Directions
Copy all lines in the data that contain the string "like".
========================================================================
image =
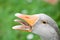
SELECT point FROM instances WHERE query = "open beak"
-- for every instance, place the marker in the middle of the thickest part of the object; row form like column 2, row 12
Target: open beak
column 30, row 19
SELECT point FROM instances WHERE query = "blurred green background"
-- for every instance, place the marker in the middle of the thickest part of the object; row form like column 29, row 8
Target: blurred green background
column 9, row 7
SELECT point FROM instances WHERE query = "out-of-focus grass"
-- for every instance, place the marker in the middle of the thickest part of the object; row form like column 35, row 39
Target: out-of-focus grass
column 9, row 7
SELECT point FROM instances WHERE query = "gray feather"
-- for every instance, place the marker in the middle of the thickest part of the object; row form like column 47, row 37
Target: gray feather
column 49, row 31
========================================================================
Exercise output
-- for every instance, place the marker in the middle of the thickest part of the object; row form like column 2, row 12
-- for every instance, place the marker in the middle of the thickest part of the object; row form like column 29, row 8
-- for every instance, place the marker in the middle of the thickest part of the object; row form like column 35, row 39
-- for every instance, place the marker in the middle of the thickest part of the object; row form like column 47, row 37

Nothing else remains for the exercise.